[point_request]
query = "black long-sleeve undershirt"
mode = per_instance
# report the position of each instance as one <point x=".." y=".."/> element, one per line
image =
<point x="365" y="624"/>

☆ ☆ ☆ ☆

■ Challenge ■
Lay out every line of the listing above as a numbered list, omitting any blank lines.

■ Exercise response ■
1. [point_request]
2. query = "black long-sleeve undershirt"
3. mode = per_instance
4. # report the position of each instance as one <point x=".." y=".."/> element, one per line
5. image =
6. <point x="365" y="624"/>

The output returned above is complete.